## Document passage
# # # #

Monday, 24 August 2015

Time to Switch to Auto PIlot

Personal Finance is all about control and FiRe chasers have to be the biggest control freaks in the game. If we don't have all the strings in a firm grip, know exactly how long they are and when to pull them, how else are we going make it happen?

But there are times when the best strategy is to stop trying to make things happen and sit back and ride it out. It's fast looking as if this is one of those times. I've never "seen" a market crash or bear market. Of course I've lived through them, I've even been invested through them as I've held, and regularly paid into, a S&S ISA for around 10 years. However up until 18 months ago I wasn't remotely interested in what I was actually doing or even tracking how things were going, apart from glancing at the annual statements and thinking "that doesn't seem to have gone up much" (or the opposite). I was far too busy with kids, life, work and all the rest. This time it's very different.

# # # #

## Data
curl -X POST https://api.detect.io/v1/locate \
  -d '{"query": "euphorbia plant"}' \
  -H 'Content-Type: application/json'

# # # #

## Tasks to complete
(A) Do these statements agree with the personal finance post? (i) The writer has paid into an S&S ISA for about ten years. (ii) The writer has kept close track of those investments the whole time. (iii) The writer has never lived through a market crash. Answer yes or no for each, and quote the words from the post that decide it.
(B) Can you repeat the personal finance post from "Personal Finance is" up to and including "make it happen?"?
(C) Will you go on with the personal finance post from the point where it stops?
The material stands apart from the personal finance post.

## Replies
(A)
(i) Yes: "I've held, and regularly paid into, a S&S ISA for around 10 years"
(ii) No: "up until 18 months ago I wasn't remotely interested in what I was actually doing or even tracking how things were going"
(iii) No: "Of course I've lived through them"

(B)
Personal Finance is all about control and FiRe chasers have to be the biggest control freaks in the game. If we don't have all the strings in a firm grip, know exactly how long they are and when to pull them, how else are we going make it happen?

(C)
Letting go of control and not being able to do anything but roll with the punches, sounds and feels more than a little scary until you realise that doing so should actually be part of the plan. Exactly as a pilot trusts his instruments to know better than he does at times, so we have to trust our PF plan to work to our best advantage when we can't see what's ahead (and as Monevator said at the weekend if you haven't got a plan get one quick:-)) Leaving the plan to do what it's meant to do is the whole reason we have it, it's there to prevent us having to make decisions when we don't have the tools to be able to do so.

I recently watched a television documentary about the terrible Staines air crash in 1972 which killed 118 people. The causes of the accident were complex but at least some of the blame has been placed with the pilot who, just before take off, had had a violent disagreement with a fellow pilot and so can be presumed to have been in an heightened emotional state. It appears that whilst the plane was coming out of take off he didn't climb quite high enough and then, when problems started to become apparent, an automatic stall warning and recovery system were overridden. As a result the plane went into a "deep stall" (from which recovery is impossible) and fell to the ground. Human intervention and faulty decision making disrupted the pre-programmed routines of the take off and tragedy ensued. The parallels with investing are clear.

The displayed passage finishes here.